> AIM OF THE TASK
Print all the records exactly as they stand.

┌─ MATERIAL FOR THIS TASK

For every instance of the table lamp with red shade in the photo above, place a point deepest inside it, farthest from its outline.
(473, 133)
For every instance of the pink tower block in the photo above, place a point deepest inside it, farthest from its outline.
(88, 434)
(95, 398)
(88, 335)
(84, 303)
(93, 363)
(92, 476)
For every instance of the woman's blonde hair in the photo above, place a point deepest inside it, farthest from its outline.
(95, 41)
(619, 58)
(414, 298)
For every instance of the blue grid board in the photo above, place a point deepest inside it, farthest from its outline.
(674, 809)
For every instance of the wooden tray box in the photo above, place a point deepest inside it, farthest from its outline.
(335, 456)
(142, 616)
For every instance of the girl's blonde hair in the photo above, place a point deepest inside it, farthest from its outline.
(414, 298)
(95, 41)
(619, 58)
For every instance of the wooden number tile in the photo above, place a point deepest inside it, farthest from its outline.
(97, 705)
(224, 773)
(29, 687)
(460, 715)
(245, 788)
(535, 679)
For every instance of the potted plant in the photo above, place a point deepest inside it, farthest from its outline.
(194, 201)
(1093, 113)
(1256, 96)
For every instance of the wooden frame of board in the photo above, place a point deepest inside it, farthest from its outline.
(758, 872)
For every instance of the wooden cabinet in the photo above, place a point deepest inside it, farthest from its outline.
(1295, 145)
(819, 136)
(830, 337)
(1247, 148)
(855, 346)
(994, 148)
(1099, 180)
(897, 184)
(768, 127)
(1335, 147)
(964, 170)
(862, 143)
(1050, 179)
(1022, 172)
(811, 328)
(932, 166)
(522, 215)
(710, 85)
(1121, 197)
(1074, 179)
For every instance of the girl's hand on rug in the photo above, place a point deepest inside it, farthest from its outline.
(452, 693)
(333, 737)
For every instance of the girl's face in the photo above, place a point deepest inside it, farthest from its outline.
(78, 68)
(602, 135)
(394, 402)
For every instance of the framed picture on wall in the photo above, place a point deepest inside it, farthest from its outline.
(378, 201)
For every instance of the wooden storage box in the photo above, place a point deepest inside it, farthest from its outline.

└─

> TASK SOLUTION
For every instance of the table lamp with red shade in the photo above, place a point deepest inside it, farthest from its outline.
(473, 133)
For every instance of the pink tower block in the photo above, place a point deepest inside it, farthest from its outline.
(88, 434)
(95, 398)
(88, 335)
(84, 303)
(93, 363)
(92, 476)
For every instance of the woman's blonde hair in the photo above, place a point deepest inside it, farthest from its outline.
(95, 41)
(619, 58)
(414, 298)
For every instance of the blue grid board in the photo above, place a point deepest inside it, farthest from its outline.
(674, 809)
For every instance of the wooden tray box in the photo above, place a point deepest inside it, farthest from its outline.
(335, 456)
(142, 616)
For every instance of the girl's blonde hair in the photo above, place a point deepest inside it, farthest from its outline.
(414, 298)
(95, 41)
(619, 58)
For every instance of the wooden number tile in the photo above, place a point deepest inside it, farthest from its outline.
(97, 705)
(224, 773)
(29, 687)
(460, 715)
(245, 788)
(535, 679)
For every instance of the potted plant in the photo above, place a point deepest inside it, farthest from its outline.
(194, 201)
(1093, 113)
(1256, 96)
For every instance of the wooden frame of board in the photo above, place a point deepest inside it, farthest from its outline.
(758, 872)
For every instance of the wooden cabinet in the photo above, place a point deepest inside it, farthest from its outline.
(1295, 145)
(819, 136)
(830, 337)
(1247, 148)
(855, 346)
(994, 148)
(1099, 180)
(897, 184)
(768, 127)
(1335, 147)
(964, 170)
(862, 143)
(1050, 179)
(1022, 172)
(811, 328)
(932, 166)
(522, 215)
(710, 85)
(1121, 197)
(1074, 179)
For every instance of the girl's hand on rug in the photo above, place a point deepest inside it, farthest from its outline.
(452, 693)
(333, 737)
For every instance of the girl's face in the photo above, place a point deepest inside it, farthest from its outline.
(78, 68)
(602, 135)
(394, 402)
For every instance of the framed picture on wall in the photo above, place a point deepest inside it, farthest from its outline.
(378, 201)
For every instance of the wooden storage box in the photo above, place a point deepest inside it, farthest from its outline.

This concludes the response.